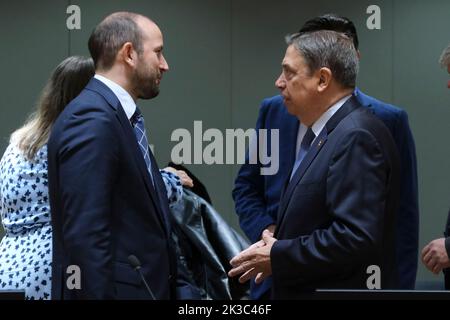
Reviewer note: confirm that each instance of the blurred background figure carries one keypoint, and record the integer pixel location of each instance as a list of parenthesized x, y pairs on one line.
[(445, 61), (26, 249), (435, 255)]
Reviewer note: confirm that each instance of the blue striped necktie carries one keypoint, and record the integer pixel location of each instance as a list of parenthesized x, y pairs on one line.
[(137, 121), (304, 148)]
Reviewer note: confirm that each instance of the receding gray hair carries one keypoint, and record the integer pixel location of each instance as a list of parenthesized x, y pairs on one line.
[(328, 49), (445, 57)]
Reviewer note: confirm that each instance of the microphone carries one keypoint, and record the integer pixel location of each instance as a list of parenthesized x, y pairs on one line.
[(136, 264)]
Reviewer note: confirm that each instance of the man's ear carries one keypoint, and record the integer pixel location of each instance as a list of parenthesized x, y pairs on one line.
[(127, 54), (325, 77)]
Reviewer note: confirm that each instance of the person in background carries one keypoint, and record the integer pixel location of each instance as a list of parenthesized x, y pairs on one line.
[(435, 255), (257, 197), (26, 248)]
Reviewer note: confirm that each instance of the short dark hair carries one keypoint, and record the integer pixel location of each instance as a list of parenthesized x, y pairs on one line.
[(330, 49), (110, 35), (332, 22)]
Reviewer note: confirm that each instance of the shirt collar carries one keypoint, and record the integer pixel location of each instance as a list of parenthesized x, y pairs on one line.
[(127, 102), (318, 126)]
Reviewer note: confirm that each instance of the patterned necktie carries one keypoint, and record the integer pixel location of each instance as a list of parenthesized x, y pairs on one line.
[(139, 130), (304, 148)]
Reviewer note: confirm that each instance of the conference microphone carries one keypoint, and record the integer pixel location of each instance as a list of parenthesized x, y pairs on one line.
[(136, 264)]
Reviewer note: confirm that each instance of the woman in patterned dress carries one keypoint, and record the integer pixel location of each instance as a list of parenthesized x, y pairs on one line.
[(26, 248)]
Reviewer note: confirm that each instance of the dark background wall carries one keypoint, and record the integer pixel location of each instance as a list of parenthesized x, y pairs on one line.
[(224, 57)]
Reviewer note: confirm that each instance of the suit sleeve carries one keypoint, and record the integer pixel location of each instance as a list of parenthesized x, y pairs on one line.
[(88, 160), (355, 198), (408, 214), (248, 192)]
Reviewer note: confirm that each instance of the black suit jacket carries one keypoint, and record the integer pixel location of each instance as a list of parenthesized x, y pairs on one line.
[(104, 205), (337, 215)]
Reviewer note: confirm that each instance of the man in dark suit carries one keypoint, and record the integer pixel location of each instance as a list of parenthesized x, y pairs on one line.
[(435, 255), (336, 218), (107, 197), (257, 197)]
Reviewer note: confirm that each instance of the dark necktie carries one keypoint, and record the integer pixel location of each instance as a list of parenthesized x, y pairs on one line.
[(304, 148), (137, 121)]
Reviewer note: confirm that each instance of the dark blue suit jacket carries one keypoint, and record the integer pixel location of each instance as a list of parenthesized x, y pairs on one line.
[(337, 214), (104, 205), (257, 197)]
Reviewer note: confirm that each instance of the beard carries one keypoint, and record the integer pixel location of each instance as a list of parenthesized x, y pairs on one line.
[(145, 82)]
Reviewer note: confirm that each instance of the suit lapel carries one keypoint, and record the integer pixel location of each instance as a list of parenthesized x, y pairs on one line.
[(110, 97)]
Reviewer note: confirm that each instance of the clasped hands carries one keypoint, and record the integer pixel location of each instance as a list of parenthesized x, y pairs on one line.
[(254, 262)]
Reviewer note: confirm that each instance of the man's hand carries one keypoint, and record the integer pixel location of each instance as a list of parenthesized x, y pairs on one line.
[(185, 179), (254, 261), (434, 256), (271, 229)]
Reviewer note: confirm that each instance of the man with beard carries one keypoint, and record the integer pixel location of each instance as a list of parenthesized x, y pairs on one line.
[(108, 200)]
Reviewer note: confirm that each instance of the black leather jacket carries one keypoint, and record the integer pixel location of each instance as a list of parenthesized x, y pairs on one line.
[(205, 245)]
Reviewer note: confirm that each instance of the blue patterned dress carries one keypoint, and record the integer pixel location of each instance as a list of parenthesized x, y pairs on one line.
[(26, 248)]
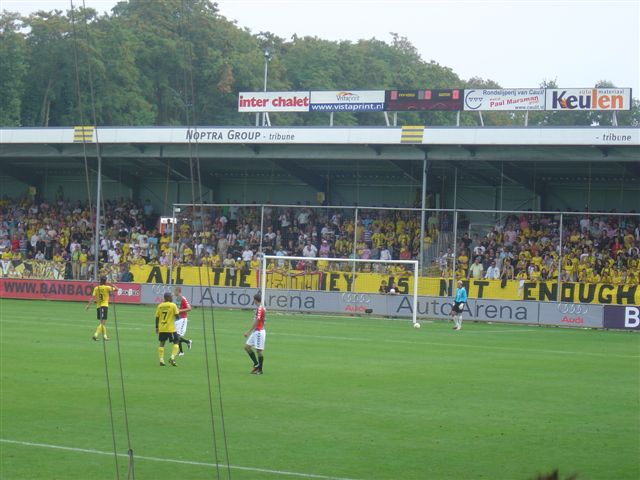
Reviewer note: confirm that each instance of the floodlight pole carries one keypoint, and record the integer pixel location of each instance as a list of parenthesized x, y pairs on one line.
[(96, 247), (174, 211), (422, 213), (267, 59)]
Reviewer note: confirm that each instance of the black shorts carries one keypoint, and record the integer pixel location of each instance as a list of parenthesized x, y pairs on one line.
[(102, 313), (458, 307), (173, 337)]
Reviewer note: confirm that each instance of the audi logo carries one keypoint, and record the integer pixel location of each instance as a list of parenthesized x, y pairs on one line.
[(160, 289), (356, 298), (573, 308)]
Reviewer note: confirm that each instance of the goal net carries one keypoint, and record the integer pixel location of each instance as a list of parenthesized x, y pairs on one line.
[(340, 285)]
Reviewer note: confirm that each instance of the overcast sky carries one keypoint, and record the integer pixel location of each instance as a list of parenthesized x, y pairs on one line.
[(516, 43)]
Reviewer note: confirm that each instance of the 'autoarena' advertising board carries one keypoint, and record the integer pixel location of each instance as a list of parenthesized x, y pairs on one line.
[(504, 99), (394, 306)]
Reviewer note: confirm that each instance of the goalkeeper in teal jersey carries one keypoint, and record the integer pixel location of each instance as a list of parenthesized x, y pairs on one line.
[(458, 305)]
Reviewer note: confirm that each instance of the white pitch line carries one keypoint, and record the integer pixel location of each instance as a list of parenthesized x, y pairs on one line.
[(170, 460), (464, 345)]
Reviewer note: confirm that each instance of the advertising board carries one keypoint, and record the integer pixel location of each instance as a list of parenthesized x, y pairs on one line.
[(273, 102), (571, 314), (588, 99), (397, 306), (438, 99), (504, 99), (347, 101), (622, 317), (64, 290)]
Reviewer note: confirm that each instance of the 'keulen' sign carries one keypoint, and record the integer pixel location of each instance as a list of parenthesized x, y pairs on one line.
[(588, 99), (273, 102)]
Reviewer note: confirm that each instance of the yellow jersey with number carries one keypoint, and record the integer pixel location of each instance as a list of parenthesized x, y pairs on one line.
[(101, 294), (166, 313)]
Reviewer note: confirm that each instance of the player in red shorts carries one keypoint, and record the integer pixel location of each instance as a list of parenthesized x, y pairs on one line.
[(257, 335)]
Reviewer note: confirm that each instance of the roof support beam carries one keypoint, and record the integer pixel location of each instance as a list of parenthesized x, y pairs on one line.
[(462, 166), (180, 171), (405, 166), (632, 168), (113, 173), (516, 175)]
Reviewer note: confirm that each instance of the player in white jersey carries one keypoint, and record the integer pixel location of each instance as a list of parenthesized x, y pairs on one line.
[(256, 336), (181, 322)]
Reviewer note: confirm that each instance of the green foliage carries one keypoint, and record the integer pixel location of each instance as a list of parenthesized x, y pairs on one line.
[(179, 62), (13, 67)]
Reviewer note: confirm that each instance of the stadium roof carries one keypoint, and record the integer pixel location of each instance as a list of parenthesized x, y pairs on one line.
[(483, 155)]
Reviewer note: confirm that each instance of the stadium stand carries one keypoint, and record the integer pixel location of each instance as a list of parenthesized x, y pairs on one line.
[(54, 239)]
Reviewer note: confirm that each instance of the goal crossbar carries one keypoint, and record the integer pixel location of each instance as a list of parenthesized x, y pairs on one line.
[(266, 258)]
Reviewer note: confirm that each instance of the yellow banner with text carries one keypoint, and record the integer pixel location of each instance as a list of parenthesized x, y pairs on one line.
[(600, 293)]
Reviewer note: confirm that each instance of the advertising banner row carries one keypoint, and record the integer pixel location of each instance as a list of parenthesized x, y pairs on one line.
[(532, 99), (68, 290), (346, 303), (600, 293)]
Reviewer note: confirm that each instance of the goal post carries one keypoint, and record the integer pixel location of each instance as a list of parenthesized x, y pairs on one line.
[(362, 271)]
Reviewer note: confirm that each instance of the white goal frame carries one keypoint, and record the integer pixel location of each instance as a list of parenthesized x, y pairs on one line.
[(415, 263)]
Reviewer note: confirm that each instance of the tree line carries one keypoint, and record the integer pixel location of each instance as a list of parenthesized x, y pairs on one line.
[(181, 62)]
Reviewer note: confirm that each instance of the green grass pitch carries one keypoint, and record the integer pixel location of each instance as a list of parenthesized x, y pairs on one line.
[(342, 398)]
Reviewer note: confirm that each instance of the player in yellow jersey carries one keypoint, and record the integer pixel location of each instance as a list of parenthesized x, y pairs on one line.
[(166, 313), (100, 296)]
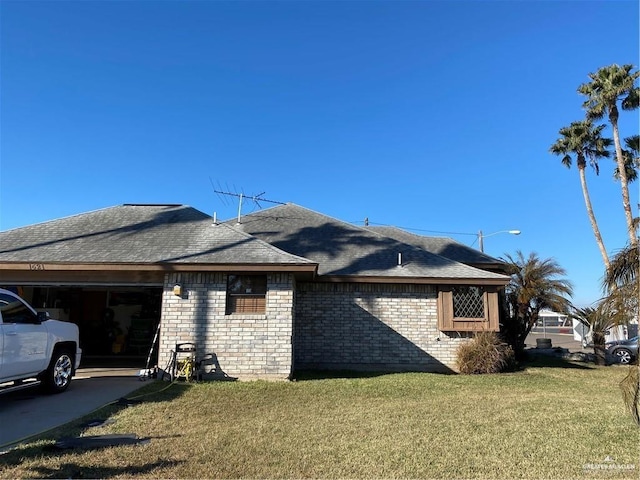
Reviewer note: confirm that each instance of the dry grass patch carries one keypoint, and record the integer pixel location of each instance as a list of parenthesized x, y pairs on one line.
[(543, 422)]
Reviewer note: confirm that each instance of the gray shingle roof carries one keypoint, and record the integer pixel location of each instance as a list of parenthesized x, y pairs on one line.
[(139, 234), (344, 249), (447, 247)]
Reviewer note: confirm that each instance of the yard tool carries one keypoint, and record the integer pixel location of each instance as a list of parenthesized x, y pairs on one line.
[(150, 372)]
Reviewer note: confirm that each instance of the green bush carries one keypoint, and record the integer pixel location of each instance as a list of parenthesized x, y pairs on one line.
[(485, 353)]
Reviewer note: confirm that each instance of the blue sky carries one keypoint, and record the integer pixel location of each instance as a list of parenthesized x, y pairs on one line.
[(432, 116)]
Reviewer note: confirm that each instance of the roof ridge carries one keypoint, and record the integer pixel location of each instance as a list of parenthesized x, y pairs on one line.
[(262, 242)]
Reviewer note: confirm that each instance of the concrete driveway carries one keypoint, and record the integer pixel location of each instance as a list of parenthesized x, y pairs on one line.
[(28, 412)]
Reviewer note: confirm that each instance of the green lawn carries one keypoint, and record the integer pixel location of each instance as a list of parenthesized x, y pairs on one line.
[(546, 421)]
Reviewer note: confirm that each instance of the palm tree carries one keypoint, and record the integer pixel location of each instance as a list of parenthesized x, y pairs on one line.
[(535, 284), (584, 141), (598, 321), (631, 159), (622, 281), (609, 85)]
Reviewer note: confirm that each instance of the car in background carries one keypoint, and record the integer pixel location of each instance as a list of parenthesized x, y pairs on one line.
[(624, 351)]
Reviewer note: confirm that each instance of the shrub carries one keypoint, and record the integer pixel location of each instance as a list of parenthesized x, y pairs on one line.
[(485, 353)]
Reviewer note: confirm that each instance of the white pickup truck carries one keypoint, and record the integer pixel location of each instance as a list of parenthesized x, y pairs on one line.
[(35, 349)]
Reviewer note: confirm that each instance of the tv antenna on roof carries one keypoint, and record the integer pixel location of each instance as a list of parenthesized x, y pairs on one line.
[(241, 196)]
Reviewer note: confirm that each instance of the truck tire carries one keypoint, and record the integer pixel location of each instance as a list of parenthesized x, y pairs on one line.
[(57, 377)]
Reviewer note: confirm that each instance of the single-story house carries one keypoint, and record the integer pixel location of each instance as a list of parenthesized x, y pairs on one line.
[(281, 290)]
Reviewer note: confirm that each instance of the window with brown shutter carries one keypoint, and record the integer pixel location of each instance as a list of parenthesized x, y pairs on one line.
[(468, 308), (246, 294)]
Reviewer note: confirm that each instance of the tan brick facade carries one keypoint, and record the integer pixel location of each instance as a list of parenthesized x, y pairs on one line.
[(384, 327), (239, 345), (337, 326)]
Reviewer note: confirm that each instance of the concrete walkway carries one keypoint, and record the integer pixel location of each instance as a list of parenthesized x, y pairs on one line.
[(29, 412)]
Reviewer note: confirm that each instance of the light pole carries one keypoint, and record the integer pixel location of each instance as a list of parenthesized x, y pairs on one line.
[(481, 236)]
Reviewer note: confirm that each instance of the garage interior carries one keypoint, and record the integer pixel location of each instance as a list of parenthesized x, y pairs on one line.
[(117, 323)]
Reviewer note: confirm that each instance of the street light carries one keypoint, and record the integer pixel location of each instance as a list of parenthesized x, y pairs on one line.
[(481, 236)]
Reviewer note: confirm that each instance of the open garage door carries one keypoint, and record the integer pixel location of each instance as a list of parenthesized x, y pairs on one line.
[(117, 323)]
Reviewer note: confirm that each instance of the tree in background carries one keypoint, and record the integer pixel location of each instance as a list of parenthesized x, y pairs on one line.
[(608, 86), (622, 281), (584, 141), (631, 159), (535, 284), (598, 320)]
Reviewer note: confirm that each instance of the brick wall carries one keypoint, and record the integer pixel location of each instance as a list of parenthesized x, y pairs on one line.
[(239, 345), (349, 326)]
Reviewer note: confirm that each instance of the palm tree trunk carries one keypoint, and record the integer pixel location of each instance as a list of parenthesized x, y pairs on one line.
[(592, 217), (624, 181), (599, 348)]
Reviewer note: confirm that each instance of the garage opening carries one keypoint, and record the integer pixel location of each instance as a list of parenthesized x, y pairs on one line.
[(117, 324)]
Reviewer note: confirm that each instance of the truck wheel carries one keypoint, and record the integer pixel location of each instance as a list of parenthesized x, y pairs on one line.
[(623, 355), (58, 376)]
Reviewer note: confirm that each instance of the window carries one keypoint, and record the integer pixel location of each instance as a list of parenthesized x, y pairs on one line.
[(468, 308), (246, 294), (468, 302)]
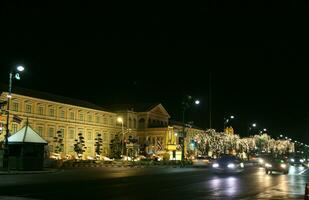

Work item → All lines from the one containing "Reviewer note: confirm that each instance of the garage opening" through the end of the data are to be restated exactly, with nothing else and without the pictures.

Output below →
Reviewer note: confirm that each instance of the garage opening carries one keypoint, and record the integer pixel location of each instance as a list of parenthesized x, y pairs on one line.
[(117, 324)]
Reviewer note: confirm that each instance of the truck wheel carries one keypoint, and record the integer pixel location of each instance as a list of parenthesized x, y pairs on one line.
[(623, 355), (58, 376)]
Reviewer note: confirm that each instance of the window carries one keypoint, and record the integer pixel location of each instance as a list of parenthesized x, y pairs on one line.
[(468, 308), (246, 294), (468, 302)]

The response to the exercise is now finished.